# WHAT THE TASK REQUIRES
Copy each of these records line for line, without changing anything.

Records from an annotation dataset
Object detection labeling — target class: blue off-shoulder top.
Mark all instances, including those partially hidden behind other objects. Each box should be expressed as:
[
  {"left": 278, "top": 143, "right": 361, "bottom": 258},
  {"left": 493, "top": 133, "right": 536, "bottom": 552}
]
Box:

# EXERCISE RESULT
Object detection labeling — target class: blue off-shoulder top.
Mark all instances, including those partially hidden behind other objects. Each box should be expressed as:
[
  {"left": 278, "top": 143, "right": 361, "bottom": 258},
  {"left": 493, "top": 133, "right": 536, "bottom": 552}
]
Box:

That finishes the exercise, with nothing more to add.